Commentaire de l’Incipit : Autoportrait en chevreuil.
Auteur | Victor Pouchet |
Edition | Finitude |
Genre | Contemporain |
Nb de pages | 169 |
Publication | Août 2020 |
Résumé : Avril s’inquiète pour Elias. Elle l’aime, mais il est si secret, si étrange parfois. Craintif, aussi. Elle voudrait comprendre ce qui le tourmente, ce qui l’empêche de vivre pleinement.
Mais comment Elias pourrait-il lui confier ce qu’a été son enfance ? Pas facile, dans un petit village, d’être le fils du « fou ». De celui qui se dit magnétiseur, médium ou même paradoxologue et qui fait subir à sa famille la tyrannie de ses discours et de ses délires.
L’amour d’Avril suffira-t-il pour qu’Elias échappe à cette enfance abîmée ?
Vous pouvez lire le début ici !
A quel point notre éducation influence-t-elle notre avenir ? C’est le thème principal choisi par Victor Pouchet dans son roman Autoportrait en chevreuil. L’extrait que nous allons étudier est l’incipit de l’œuvre. Il s’agit d’un passage de la vie d’Elias, le personnage principal, raconté par lui-même. Dans ce passage, il nous raconte l’un des moments passés dans leur chambre avec sa petite amie Avril. Tandis qu’elle lui fait part d’une idée qu’elle a tirée d’un reportage sur les tsiganes, Elias semble perdu dans ses pensées à observer ce qui l’entoure. Un premier indice pour comprendre la personnalité du protagoniste. Nous sommes intégrés in medias res dans le récit. Nous pourrions nous demander, après lecture, par quels procédés cet incipit nous amène t-il vers la piste de ce héros bancal à la recherche de ses souvenirs d’enfance ?
Dans cet incipit, l’action apparaît dès la première phrase en nous lançant dans un dialogue entre le narrateur et une certaine Avril. Il est donc dynamique. « « Tu pourrais mettre le feu à la caravane » m’a dit Avril. ». L’auteur nous présente ici son premier choix de narration. Il s’agit d’un narrateur autodiégétique, en effet le héros raconte sa propre histoire. Son point de vue est interne et cela se remarque dans le verbe de perception suivant « J’étais en train de tracer » mais aussi par l’expression de sa pensée « je trouvais l’histoire un peu simple. » Il raconte un moment de sa vie et retranscrit les paroles d’Avril au discours direct. Il utilise également le discours indirect « Elle m’a demandé d’éteindre la lampe de chevet » toujours dans cette idée de continuité dans le récit et de ne pas interrompre son dynamisme.

------------

§ Consigne écrite a
Dans le commentaire sur Autoportrait en chevreuil, relevez les rubriques du petit tableau qui précède le résumé, chacune avec sa valeur.

Relevés de pointage d'objets sur photo
------------

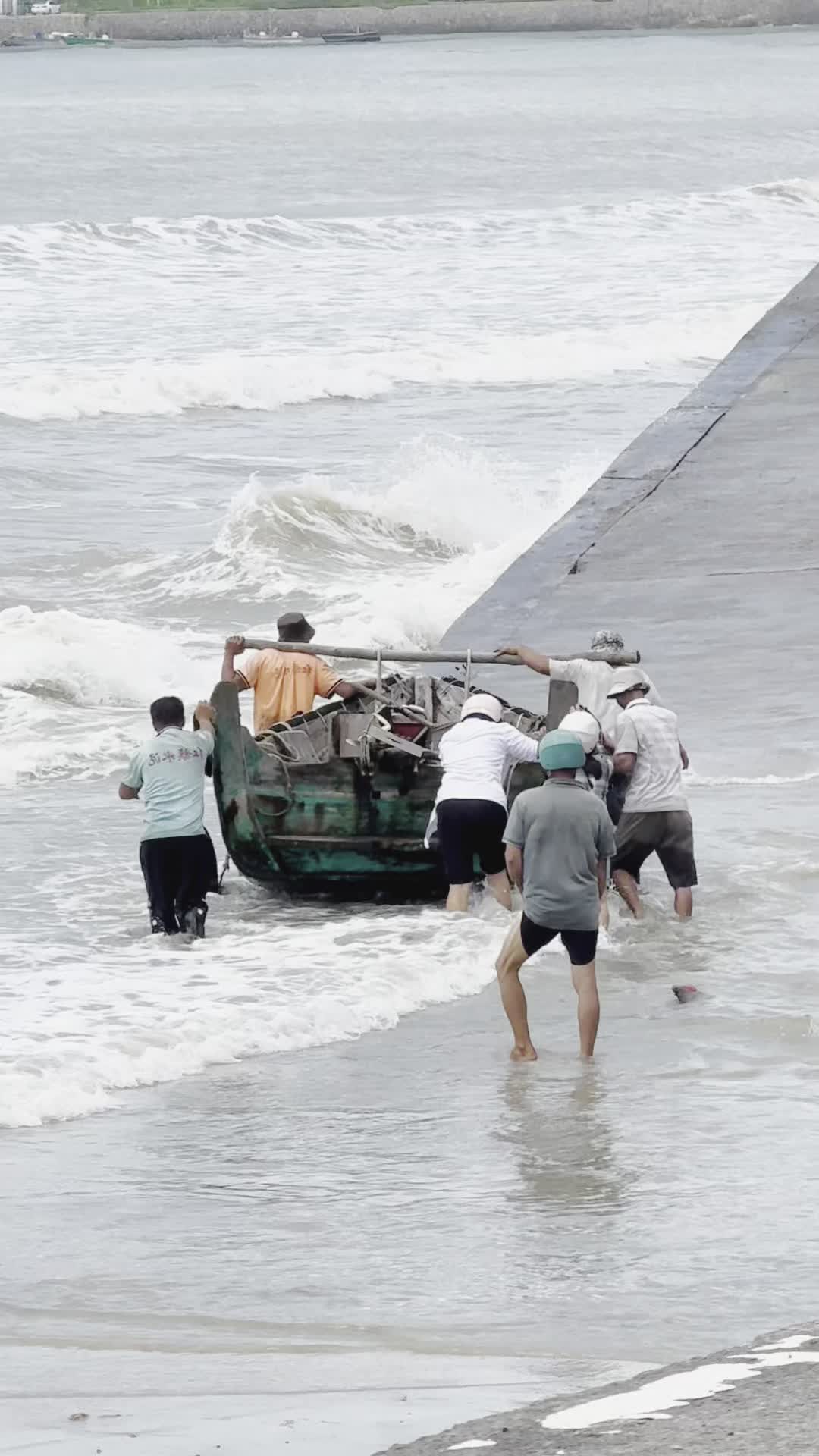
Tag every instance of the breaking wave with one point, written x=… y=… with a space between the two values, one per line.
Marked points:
x=271 y=382
x=46 y=242
x=245 y=992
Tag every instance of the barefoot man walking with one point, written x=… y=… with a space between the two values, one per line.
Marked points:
x=557 y=843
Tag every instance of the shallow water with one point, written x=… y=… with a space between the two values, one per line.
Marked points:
x=346 y=332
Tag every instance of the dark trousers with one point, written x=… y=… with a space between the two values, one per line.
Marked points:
x=178 y=873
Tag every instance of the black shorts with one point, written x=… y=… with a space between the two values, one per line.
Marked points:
x=668 y=835
x=582 y=946
x=468 y=830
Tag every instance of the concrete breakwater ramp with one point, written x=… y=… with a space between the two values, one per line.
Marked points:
x=431 y=18
x=755 y=1400
x=701 y=545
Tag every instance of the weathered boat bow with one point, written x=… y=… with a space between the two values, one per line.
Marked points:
x=337 y=801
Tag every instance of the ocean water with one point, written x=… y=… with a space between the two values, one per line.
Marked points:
x=346 y=332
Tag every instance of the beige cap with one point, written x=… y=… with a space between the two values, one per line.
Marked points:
x=624 y=679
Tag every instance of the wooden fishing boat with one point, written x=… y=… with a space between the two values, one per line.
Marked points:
x=337 y=801
x=350 y=36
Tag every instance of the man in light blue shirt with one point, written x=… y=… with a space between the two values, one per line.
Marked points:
x=175 y=852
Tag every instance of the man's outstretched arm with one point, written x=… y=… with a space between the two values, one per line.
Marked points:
x=234 y=648
x=526 y=654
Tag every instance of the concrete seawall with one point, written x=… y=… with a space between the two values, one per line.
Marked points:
x=698 y=544
x=436 y=18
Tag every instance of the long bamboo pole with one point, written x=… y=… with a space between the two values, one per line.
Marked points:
x=372 y=654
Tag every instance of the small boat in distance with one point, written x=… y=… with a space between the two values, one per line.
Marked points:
x=337 y=801
x=350 y=36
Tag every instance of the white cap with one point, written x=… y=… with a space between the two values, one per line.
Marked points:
x=482 y=704
x=583 y=726
x=624 y=679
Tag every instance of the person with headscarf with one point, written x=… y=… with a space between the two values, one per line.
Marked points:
x=594 y=683
x=594 y=680
x=477 y=758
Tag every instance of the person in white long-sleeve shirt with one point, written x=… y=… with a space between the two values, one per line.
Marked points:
x=471 y=807
x=594 y=680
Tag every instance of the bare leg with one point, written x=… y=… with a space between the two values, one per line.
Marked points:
x=458 y=899
x=585 y=983
x=684 y=903
x=626 y=886
x=507 y=965
x=500 y=889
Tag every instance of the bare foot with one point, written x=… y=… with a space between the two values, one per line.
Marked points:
x=523 y=1053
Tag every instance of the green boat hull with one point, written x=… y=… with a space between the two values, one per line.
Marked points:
x=327 y=827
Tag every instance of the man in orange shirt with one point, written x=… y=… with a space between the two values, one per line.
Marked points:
x=284 y=683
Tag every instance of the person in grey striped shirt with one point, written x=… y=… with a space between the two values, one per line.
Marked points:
x=654 y=817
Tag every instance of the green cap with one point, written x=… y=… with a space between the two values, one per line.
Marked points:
x=561 y=750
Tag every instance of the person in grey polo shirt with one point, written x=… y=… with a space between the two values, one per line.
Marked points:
x=558 y=839
x=654 y=816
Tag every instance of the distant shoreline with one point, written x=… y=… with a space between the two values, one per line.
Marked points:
x=433 y=18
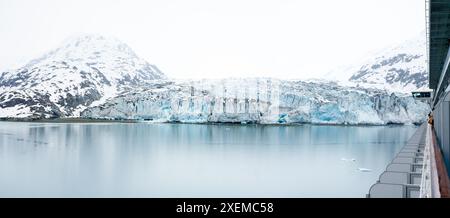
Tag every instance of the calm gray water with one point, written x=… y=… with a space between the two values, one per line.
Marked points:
x=183 y=160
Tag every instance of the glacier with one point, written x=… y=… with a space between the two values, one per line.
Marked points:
x=261 y=101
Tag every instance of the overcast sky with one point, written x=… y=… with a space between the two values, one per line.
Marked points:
x=213 y=39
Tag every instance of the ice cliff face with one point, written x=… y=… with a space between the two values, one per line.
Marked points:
x=102 y=78
x=267 y=101
x=83 y=72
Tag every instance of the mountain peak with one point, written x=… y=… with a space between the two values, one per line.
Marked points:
x=85 y=70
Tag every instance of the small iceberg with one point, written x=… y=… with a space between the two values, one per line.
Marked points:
x=348 y=160
x=364 y=170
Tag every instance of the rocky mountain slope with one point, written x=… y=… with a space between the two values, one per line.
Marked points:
x=84 y=71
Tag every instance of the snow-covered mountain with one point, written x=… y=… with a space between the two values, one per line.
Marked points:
x=261 y=100
x=400 y=68
x=102 y=78
x=84 y=71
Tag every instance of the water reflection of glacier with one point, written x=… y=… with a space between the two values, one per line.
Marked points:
x=189 y=160
x=262 y=101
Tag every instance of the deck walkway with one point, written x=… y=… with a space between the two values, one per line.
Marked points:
x=402 y=177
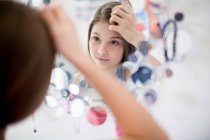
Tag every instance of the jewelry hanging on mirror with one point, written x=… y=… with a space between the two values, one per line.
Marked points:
x=150 y=96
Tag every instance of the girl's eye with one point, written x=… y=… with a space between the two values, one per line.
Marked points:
x=95 y=38
x=114 y=42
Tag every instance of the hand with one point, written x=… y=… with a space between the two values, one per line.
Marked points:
x=62 y=30
x=123 y=21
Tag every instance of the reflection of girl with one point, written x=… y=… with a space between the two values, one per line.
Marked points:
x=135 y=122
x=112 y=36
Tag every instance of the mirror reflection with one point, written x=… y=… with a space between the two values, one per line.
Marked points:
x=139 y=42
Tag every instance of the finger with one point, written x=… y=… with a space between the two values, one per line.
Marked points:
x=122 y=7
x=115 y=19
x=118 y=12
x=114 y=28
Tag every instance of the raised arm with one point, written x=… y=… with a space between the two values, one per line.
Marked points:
x=131 y=116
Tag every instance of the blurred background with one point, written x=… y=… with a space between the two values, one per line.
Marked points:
x=182 y=106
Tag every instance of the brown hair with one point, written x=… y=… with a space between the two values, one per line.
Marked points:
x=26 y=59
x=104 y=14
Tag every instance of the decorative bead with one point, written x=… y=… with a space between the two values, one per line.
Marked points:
x=150 y=96
x=143 y=74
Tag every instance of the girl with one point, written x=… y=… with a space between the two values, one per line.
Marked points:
x=140 y=125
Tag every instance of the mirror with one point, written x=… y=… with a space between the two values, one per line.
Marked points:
x=69 y=99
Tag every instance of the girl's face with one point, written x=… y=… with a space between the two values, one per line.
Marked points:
x=106 y=47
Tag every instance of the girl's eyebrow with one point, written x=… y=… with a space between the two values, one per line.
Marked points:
x=117 y=37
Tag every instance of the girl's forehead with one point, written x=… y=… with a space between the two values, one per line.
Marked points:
x=102 y=27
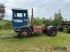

------------

§ Consigne écrite b
Parmi les lignes de relevés, recopiez celles qui vont de la ligne contenant « Tag every instance of the beige » jusqu'à la ligne contenant « x=372 y=654 », cette dernière comprise.

§ Bonne réponse a
- Auteur : Victor Pouchet
- Edition : Finitude
- Genre : Contemporain
- Nb de pages : 169
- Publication : Août 2020

§ Bonne réponse b
Tag every instance of the beige cap with one point, written x=… y=… with a space between the two values, one per line.
Marked points:
x=624 y=679
Tag every instance of the wooden fishing boat with one point, written x=… y=… with a space between the two values, one per line.
Marked points:
x=337 y=801
x=350 y=36
Tag every instance of the man in light blue shirt with one point, written x=… y=… with a space between the two values, one per line.
Marked points:
x=175 y=852
Tag every instance of the man's outstretched arm with one point, written x=… y=… with a space between the two values, one per line.
Marked points:
x=234 y=648
x=526 y=654
Tag every instance of the concrete seawall with one point, written x=… y=… with a space between the two values, one per line.
Marked points:
x=698 y=544
x=436 y=18
Tag every instance of the long bamboo pole with one point, written x=… y=… with a space between the two values, one per line.
Marked points:
x=372 y=654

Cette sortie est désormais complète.